The high life: how to do Mount Everest without being a pro
It has never been easier – or more luxurious – to visit the countryside around the mountain
Mount Everest is irresistible, yet dangerous. Most will not stand on its summit. Happily, visiting the foot of the mountain has never been simpler, with treks and tours in the surrounding Nepalese countryside revealing a stark landscape that is even dotted with a few luxury resorts, complete with champagne to go with the views.
I came to the Khumbu, as the region of Nepal around Everest is called, in late October, the heart of the trekking season. Together with 10 others, I was booked on a trek with World Expeditions. Part of the trek included a visit to Everest Base Camp, the closest an average tourist can come to Everest itself. Known as EBC for short, it is the starting point for attempts on the southern (Nepal) side of the mountain. There are also two base camps on the northern (China) side – one off-limits to tourists, who are driven to a spot not far away called a “base camp” for the purposes of tourism. There you can send a postcard and even stay for the night. The view is stunning but tranquil it is not. There is much more satisfaction in an approach up through the Khumbu, following at least part of the route taken by the 1953 British Expedition that succeeded in putting Sherpa Tenzing Norgay and Sir Edmund Hillary on top of the mountain for the first time. Precisely how you follow this route depends on your commitment, time and budget.

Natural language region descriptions
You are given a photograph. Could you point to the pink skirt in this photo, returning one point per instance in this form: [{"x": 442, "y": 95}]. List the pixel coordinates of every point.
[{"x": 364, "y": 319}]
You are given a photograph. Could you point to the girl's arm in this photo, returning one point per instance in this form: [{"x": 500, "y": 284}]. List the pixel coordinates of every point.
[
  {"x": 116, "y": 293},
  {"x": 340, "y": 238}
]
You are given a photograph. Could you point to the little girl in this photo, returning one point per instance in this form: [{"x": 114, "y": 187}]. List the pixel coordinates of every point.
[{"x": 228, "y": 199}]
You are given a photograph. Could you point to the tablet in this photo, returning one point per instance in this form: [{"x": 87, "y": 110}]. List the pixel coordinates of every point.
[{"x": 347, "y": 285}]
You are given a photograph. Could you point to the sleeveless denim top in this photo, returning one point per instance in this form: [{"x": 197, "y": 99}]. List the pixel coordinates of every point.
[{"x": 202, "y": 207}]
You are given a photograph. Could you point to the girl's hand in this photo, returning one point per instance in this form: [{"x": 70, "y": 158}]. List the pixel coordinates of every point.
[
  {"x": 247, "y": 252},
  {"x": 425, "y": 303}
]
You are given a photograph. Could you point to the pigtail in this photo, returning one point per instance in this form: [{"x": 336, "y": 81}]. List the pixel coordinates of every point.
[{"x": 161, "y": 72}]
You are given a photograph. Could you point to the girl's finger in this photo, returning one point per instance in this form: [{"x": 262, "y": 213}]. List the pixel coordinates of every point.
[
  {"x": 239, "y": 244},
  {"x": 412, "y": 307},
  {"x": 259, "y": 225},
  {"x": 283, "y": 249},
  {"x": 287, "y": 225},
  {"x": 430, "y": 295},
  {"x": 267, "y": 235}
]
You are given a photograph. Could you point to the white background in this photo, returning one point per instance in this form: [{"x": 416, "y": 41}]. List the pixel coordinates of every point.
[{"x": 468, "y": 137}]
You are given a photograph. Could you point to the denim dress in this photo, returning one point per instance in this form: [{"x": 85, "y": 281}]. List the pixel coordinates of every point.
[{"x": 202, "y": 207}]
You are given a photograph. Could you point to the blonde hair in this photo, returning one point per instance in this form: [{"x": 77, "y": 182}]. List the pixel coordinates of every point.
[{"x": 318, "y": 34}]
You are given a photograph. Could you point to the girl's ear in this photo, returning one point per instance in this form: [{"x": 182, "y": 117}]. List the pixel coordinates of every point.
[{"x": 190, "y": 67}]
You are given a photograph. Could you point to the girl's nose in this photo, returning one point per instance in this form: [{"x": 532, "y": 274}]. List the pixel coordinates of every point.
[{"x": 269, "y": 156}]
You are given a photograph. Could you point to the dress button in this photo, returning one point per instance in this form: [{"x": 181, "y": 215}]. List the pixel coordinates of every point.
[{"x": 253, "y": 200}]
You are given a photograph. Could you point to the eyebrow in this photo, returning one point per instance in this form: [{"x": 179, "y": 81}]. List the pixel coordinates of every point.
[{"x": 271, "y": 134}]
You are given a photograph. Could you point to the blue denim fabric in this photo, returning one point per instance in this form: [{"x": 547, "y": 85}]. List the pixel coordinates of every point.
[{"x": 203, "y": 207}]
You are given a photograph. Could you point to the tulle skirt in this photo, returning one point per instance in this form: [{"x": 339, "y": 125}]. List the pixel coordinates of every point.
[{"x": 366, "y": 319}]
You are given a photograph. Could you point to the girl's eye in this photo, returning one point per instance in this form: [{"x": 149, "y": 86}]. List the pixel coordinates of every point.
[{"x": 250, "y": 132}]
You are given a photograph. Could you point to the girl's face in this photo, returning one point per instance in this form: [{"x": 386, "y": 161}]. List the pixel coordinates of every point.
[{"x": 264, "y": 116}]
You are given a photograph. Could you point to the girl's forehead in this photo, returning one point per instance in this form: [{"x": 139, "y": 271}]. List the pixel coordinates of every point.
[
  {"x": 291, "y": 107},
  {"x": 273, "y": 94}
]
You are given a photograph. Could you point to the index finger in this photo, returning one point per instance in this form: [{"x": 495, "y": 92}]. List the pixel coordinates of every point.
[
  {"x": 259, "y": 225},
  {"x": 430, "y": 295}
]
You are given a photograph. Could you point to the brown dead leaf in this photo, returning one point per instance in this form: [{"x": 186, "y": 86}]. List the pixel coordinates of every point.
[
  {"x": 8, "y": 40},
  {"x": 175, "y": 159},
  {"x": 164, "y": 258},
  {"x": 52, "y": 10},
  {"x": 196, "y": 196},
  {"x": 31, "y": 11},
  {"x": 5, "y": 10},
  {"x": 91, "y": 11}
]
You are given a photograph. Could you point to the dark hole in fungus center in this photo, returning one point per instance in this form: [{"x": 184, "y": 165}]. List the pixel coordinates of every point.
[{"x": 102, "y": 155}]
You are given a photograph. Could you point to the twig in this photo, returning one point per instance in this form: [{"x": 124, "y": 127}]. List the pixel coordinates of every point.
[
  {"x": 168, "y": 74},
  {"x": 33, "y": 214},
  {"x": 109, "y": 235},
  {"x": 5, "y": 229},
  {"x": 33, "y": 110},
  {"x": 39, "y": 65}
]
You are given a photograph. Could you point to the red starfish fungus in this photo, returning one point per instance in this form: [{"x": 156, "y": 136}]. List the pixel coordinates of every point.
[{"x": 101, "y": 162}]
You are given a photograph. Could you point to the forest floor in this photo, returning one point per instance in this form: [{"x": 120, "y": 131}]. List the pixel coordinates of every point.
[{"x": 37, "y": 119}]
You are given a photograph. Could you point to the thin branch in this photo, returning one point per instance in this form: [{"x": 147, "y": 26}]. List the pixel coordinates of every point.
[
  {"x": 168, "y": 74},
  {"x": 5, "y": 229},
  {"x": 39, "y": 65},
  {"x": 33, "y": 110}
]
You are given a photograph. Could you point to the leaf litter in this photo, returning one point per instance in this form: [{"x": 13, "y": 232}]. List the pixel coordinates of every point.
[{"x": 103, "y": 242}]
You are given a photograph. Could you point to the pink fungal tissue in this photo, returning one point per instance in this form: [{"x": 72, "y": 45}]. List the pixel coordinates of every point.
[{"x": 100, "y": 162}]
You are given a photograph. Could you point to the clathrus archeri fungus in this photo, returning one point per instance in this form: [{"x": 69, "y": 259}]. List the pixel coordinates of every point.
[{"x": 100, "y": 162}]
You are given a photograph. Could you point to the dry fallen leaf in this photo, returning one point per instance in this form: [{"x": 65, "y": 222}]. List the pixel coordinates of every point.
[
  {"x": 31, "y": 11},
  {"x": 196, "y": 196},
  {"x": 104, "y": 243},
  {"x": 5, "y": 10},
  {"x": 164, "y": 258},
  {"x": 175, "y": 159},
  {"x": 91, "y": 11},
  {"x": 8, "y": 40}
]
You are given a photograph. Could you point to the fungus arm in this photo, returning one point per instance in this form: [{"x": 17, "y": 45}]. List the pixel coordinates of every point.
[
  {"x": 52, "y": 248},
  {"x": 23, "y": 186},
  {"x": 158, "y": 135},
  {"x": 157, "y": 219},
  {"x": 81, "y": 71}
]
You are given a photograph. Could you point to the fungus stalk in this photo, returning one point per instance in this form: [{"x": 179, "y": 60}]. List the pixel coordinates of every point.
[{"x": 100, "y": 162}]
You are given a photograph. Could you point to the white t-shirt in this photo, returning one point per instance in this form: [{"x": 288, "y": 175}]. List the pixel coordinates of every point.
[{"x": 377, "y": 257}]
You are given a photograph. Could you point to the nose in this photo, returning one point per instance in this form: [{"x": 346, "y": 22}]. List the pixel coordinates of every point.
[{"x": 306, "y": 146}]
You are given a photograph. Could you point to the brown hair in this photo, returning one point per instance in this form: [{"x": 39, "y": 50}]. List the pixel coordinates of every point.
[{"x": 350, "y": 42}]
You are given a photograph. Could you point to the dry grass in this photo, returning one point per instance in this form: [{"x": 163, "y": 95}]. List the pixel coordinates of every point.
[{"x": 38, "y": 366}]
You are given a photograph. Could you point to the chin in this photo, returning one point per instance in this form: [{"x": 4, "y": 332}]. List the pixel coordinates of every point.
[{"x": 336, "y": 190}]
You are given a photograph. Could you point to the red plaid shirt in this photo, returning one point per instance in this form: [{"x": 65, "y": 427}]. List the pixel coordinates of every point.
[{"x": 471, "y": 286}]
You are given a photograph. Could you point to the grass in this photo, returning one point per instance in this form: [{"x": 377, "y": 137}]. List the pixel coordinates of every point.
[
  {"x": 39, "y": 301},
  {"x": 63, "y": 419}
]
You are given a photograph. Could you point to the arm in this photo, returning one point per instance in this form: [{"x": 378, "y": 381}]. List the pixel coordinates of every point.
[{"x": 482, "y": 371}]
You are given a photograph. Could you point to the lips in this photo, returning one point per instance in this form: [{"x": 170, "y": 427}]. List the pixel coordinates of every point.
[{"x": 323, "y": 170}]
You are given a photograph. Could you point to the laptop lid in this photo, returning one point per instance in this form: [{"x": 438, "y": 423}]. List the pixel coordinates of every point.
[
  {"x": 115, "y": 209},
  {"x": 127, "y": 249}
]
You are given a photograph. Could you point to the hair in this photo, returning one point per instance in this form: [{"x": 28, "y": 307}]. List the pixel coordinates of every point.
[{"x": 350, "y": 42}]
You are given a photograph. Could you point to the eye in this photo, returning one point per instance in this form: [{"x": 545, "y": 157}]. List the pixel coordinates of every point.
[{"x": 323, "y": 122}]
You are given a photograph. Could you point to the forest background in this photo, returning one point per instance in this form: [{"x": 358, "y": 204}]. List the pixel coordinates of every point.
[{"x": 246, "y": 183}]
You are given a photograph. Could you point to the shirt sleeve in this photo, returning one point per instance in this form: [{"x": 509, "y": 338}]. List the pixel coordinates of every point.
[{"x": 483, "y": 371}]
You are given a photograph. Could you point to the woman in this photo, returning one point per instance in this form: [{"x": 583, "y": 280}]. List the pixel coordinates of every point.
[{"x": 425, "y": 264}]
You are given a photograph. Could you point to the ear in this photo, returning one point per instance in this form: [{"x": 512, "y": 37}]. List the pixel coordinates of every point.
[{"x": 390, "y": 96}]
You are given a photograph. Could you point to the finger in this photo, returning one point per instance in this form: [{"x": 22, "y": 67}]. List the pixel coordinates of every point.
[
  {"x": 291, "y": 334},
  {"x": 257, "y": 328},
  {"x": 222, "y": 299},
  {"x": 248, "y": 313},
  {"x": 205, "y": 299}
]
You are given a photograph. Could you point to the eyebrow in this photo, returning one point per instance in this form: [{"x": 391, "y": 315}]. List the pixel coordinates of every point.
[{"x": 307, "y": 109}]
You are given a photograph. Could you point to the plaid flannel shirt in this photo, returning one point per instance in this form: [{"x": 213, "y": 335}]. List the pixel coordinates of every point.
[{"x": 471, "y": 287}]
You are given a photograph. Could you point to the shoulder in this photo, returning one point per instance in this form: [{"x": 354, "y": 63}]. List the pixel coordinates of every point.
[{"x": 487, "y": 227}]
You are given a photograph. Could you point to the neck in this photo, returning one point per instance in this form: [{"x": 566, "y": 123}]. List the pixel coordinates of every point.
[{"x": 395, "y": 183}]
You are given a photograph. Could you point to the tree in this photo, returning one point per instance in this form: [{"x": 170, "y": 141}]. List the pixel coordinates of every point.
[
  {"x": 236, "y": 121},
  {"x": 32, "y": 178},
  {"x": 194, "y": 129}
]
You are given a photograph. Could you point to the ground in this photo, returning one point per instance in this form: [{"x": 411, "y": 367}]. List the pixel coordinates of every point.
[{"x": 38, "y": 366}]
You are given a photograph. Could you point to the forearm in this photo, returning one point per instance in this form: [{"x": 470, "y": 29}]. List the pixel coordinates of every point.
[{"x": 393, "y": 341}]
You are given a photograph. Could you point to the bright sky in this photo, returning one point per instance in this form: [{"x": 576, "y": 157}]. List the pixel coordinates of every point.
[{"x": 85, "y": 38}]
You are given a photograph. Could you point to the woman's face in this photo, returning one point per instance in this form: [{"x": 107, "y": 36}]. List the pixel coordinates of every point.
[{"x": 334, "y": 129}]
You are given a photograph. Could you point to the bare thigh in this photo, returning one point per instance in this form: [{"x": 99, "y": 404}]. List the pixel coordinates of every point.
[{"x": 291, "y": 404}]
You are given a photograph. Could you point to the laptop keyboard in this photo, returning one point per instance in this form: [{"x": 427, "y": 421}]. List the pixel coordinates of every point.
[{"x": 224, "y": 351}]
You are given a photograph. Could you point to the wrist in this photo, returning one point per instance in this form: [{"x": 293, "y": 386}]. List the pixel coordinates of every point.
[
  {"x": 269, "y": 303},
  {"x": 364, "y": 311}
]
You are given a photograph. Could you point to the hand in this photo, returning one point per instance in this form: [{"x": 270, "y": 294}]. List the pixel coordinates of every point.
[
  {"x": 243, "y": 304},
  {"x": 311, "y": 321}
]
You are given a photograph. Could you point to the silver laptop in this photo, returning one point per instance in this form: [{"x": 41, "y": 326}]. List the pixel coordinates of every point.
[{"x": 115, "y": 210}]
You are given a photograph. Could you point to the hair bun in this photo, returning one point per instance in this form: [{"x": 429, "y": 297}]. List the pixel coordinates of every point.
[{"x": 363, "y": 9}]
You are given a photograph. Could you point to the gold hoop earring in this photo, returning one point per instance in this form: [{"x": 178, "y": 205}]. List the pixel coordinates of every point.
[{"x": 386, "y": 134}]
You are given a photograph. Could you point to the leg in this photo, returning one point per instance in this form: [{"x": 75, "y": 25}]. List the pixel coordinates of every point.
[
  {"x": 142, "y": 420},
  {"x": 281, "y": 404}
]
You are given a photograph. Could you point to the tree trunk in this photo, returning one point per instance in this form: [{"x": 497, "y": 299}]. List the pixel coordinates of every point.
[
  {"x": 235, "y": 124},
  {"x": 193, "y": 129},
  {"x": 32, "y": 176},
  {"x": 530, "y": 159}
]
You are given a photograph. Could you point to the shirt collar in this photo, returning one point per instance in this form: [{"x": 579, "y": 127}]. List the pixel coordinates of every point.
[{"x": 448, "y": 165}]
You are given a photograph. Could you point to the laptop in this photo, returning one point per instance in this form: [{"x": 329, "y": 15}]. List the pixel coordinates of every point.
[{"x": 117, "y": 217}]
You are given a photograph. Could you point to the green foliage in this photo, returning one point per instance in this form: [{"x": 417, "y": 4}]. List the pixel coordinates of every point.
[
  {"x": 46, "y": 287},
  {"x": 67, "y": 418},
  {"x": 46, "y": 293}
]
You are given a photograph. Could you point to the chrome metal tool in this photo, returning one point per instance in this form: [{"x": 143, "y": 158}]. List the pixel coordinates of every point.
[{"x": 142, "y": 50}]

WHAT YOU NEED TO DO:
Summarize the Everest travel article in two sentences.

PROBLEM SOLUTION:
Mount Everest is dangerous and most people will not reach its summit, but visiting the foot of the mountain has never been simpler, with treks and tours through the surrounding Nepalese countryside and even a few luxury resorts. The writer joined a late-October trek in the Khumbu with World Expeditions that included Everest Base Camp, the closest an average tourist can come to the mountain, and finds much more satisfaction in approaching through the Khumbu along part of the 1953 British Expedition's route than in visiting the tourist "base camp" on the China side.